• Texte fourni:
================
Vous l'avez compris, nos interrogations sont multiples et visent à accompagner les décideurs publics dans leur combat contre cette violence non seulement inadmissible, mais surtout illégale. Surtout quand elle se répand dans l'espace cyber et crée ce continuum qui peut irrémédiablement briser et occasionner de lourds et durables préjudices aux enfants. D'autant plus qu'elle tend à stigmatiser toutes les différences et à accroître les préjugés, notamment sexistes, sexuels ou racistes.
Nul doute donc que la lutte contre le harcèlement scolaire sous toutes ses formes mériterait largement de devenir une grande cause nationale pour que tous nos concitoyens et en premier lieu les acteurs du monde éducatif y soient pleinement associés.
Je suis très heureux d'être auditionné devant votre mission. Je serai très attentif à vos conclusions, car ce sujet réclame de la créativité, du volontarisme. Nous voulons tous aller de l'avant. Le harcèlement est une question que je prends très au sérieux, dans la continuité d'une action engagée par le ministère depuis une dizaine d'années, qui a donné des résultats, même s'il convient maintenant d'aller plus loin.
Il s'agit d'un phénomène mondial. Nous pouvons donc l'analyser sous un angle sociologique ou anthropologique, mais aussi, paradoxalement, nourrir un certain optimisme, car certains pays parviennent à le combattre avec succès, de même que certains établissements. Il est donc possible de l'endiguer.
Je pense à Marjorie, Alisha, Marion et à toutes les victimes. Aucune forme de violence ne doit être tolérée à l'école ; celle-ci doit être un lieu de fraternité. Ce qui s'y joue n'est rien d'autre que l'avenir de notre contrat social. Le verdict dans l'affaire Mila marque un jalon. Nous ne voulons pas laisser le cyberharcèlement impuni.
En 2019, j'ai souhaité porter la question du cyberharcèlement à un niveau mondial, car la problématique posée par les réseaux sociaux est planétaire. Mme Brigitte Macron s'est fortement impliquée sur ce sujet et nous avons lancé un appel lors du G7 éducation contre le harcèlement à l'école. J'ai renouvelé cet appel en 2020 à l'Unesco, lors de la conférence internationale sur la lutte contre le harcèlement entre élèves, qui s'est tenue, hasard du calendrier, quelques jours après l'assassinat de Samuel Paty.
Nous avons commencé à faire reculer le harcèlement, mais le cyberharcèlement s'est fortement développé avec le confinement. Nous devons donc passer à une nouvelle étape, et vos travaux seront précieux dans cette optique. Nous avons renforcé le cadre juridique. L'article 5 de la loi pour une école de la confiance est ainsi rédigé : « Aucun élève ne doit subir, de la part d'autres élèves, des faits de harcèlement ayant pour objet ou pour effet une dégradation de ses conditions d'apprentissage susceptible de porter atteinte à ses droits et à sa dignité ou d'altérer sa santé physique ou mentale. »
================
• Consigne A: D'après le texte sur le harcèlement scolaire, en quelle année l'appel contre le harcèlement à l'école a-t-il été renouvelé à l'Unesco ?
• Consigne B: Poursuivez le texte sur le harcèlement scolaire à partir de sa dernière phrase.

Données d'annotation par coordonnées
================
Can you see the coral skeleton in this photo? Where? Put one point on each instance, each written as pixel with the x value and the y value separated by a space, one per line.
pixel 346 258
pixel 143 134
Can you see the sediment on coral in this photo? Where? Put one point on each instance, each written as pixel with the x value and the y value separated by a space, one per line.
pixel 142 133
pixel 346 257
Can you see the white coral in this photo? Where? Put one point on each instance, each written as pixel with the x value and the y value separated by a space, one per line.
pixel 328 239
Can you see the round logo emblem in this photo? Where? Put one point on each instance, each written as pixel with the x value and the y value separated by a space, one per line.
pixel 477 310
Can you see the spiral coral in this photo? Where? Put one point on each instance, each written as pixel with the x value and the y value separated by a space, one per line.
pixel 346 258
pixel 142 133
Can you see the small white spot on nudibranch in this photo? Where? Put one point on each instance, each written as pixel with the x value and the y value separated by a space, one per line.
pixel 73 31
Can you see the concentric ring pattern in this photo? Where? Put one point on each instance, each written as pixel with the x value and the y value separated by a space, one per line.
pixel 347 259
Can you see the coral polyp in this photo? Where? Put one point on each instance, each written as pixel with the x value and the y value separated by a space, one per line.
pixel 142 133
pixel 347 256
================
• Réponse A: En 2020.

• Réponse B:
L'interdiction du téléphone portable en 2017 dans l'enceinte des collèges, en plus des écoles, a constitué un progrès incontestable. En 2018, nous avons nommé 335 référents académiques et départementaux et créé des ambassadeurs collégiens - on responsabilise ainsi les adultes comme les élèves pour inverser la dynamique et passer d'une logique de persécution du faible à la stigmatisation du harceleur. En 2019, nous avons lancé un plan national, avec dix mesures : formation systématique des professeurs et des familles ; création d'un comité national d'experts pour travailler sur les contenus pédagogiques et scientifiques ; création du prix « Non au harcèlement », auquel ont participé 40 000 élèves cette année, etc. Nous serons aussi très vigilants sur le harcèlement des élèves atteints de handicap. Nous avons ouvert un numéro gratuit, le 30 20, numéro d'écoute et de prise en charge des familles, tandis que le 30 18 permet de signaler les contenus indésirables sur les réseaux sociaux.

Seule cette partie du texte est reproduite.